### WHAT YOU ARE ASKED TO DO
Reproduce every line of the material from the line containing "Target: **banana plant**" through the end of the material, requests included. Add -76 to each number in the answer outlines, both the viewBox values and the point coordinates, and leave the requests and their format samples unaltered.

[start]

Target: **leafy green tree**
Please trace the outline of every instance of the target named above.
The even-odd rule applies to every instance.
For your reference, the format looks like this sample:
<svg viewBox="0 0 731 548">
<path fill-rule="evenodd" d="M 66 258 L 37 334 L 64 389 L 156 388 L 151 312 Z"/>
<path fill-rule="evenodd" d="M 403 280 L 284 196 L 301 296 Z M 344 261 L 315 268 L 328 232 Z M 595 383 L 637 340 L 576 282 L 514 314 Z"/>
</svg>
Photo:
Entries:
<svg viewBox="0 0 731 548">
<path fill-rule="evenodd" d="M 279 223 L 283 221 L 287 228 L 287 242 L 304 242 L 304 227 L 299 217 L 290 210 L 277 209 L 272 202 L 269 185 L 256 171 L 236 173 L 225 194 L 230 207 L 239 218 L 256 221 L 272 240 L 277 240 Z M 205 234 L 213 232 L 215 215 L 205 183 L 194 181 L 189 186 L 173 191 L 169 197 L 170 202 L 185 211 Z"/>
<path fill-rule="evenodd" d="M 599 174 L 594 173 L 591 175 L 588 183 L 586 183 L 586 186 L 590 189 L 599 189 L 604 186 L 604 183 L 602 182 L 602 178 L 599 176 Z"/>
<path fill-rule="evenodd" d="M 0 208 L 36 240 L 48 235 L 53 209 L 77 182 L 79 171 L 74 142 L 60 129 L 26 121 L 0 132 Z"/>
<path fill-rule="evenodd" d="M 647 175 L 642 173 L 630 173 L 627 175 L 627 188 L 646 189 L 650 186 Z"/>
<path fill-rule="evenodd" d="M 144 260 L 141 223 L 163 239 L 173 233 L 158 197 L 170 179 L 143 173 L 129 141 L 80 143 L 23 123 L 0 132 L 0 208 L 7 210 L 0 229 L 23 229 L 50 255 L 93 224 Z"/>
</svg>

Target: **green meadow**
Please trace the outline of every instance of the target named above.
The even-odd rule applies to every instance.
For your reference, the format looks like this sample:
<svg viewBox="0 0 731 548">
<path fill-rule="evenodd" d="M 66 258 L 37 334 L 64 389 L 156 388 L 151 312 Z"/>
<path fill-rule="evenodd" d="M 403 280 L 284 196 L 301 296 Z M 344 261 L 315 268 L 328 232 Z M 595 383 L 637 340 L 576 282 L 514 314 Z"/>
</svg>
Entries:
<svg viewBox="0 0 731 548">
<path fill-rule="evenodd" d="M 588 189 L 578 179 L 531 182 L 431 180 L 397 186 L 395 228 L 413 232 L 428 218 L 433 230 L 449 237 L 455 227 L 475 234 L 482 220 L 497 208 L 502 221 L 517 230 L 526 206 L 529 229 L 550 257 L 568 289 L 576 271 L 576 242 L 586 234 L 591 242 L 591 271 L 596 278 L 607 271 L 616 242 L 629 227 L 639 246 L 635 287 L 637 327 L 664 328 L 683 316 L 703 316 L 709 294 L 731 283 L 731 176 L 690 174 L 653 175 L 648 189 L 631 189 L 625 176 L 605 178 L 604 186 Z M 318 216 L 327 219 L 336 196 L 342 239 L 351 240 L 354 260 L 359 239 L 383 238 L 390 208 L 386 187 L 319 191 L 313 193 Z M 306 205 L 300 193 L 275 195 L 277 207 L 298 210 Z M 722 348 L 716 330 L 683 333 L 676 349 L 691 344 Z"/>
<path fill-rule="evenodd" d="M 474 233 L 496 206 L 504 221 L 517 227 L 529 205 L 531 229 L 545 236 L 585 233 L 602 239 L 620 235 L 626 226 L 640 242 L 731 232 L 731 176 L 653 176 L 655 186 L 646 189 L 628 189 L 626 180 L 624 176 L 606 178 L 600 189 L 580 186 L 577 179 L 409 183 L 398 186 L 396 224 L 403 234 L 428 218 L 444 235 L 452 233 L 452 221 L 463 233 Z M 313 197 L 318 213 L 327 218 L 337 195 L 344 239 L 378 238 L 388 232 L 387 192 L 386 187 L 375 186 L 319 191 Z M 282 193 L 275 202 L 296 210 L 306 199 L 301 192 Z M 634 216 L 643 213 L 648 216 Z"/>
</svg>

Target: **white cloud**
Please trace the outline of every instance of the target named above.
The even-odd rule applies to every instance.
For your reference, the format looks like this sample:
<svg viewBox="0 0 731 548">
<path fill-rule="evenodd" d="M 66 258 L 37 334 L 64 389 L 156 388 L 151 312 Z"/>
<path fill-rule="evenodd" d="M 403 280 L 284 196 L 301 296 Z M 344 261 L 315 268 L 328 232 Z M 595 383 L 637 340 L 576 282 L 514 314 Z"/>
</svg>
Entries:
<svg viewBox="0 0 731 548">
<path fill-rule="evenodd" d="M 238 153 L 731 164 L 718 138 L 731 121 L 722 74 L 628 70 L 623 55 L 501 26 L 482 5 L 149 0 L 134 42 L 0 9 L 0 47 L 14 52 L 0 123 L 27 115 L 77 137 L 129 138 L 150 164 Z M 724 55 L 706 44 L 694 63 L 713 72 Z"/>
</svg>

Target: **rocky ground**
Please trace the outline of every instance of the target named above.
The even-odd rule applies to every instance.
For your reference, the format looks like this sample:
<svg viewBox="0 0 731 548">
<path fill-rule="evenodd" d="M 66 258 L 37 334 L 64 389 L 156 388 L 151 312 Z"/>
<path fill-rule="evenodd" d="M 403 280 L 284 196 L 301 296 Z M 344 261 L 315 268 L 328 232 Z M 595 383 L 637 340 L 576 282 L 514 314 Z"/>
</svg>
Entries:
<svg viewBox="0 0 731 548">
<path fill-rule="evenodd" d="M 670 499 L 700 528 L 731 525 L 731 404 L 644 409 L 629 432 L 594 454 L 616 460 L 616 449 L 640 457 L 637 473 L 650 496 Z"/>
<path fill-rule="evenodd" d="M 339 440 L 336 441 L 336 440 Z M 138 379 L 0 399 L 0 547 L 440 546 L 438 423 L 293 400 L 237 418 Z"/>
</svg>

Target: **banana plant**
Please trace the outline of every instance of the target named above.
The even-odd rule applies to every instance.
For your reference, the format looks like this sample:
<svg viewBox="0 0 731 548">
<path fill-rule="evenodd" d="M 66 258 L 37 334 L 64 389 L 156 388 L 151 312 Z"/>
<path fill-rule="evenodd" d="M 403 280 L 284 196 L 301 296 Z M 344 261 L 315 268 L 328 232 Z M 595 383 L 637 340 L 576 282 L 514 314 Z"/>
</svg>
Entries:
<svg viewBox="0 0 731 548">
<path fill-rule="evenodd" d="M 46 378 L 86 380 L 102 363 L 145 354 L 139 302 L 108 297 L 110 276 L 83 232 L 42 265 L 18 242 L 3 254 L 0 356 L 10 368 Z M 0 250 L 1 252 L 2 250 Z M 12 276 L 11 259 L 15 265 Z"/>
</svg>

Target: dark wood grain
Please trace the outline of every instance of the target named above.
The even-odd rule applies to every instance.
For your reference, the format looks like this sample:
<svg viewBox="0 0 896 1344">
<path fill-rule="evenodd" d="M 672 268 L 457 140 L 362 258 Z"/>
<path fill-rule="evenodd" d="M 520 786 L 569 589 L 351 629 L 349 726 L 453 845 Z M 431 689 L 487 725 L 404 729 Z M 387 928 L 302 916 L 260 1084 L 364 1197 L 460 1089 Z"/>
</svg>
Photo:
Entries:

[end]

### EXPECTED ANSWER
Target: **banana plant**
Please trace the outline of every instance of the target named above.
The even-odd rule applies to every instance.
For your reference, the format looks like this sample:
<svg viewBox="0 0 731 548">
<path fill-rule="evenodd" d="M 66 258 L 37 334 L 64 389 L 156 388 L 151 312 Z"/>
<path fill-rule="evenodd" d="M 403 280 L 284 196 L 301 296 Z M 344 261 L 315 268 L 328 232 Z M 595 383 L 637 340 L 576 282 L 514 314 Z"/>
</svg>
Entries:
<svg viewBox="-76 -76 655 472">
<path fill-rule="evenodd" d="M -30 302 L 10 304 L 26 287 L 69 278 L 63 226 L 32 221 L 34 200 L 7 156 L -34 189 L -58 166 L -73 178 L -76 280 L -66 292 Z M -76 174 L -75 176 L -74 174 Z M -64 200 L -65 183 L -61 189 Z"/>
</svg>

Target: dark wood grain
Please trace the outline of every instance of the target named above.
The even-odd rule applies to every instance.
For your reference, the format looks like this sample:
<svg viewBox="0 0 896 1344">
<path fill-rule="evenodd" d="M 672 268 L 457 140 L 362 258 Z"/>
<path fill-rule="evenodd" d="M 520 786 L 569 589 L 351 629 L 349 726 L 453 845 Z M 431 689 L 487 725 L 404 729 Z M 387 928 L 302 916 L 260 1084 L 364 1197 L 460 1089 Z"/>
</svg>
Photo:
Entries:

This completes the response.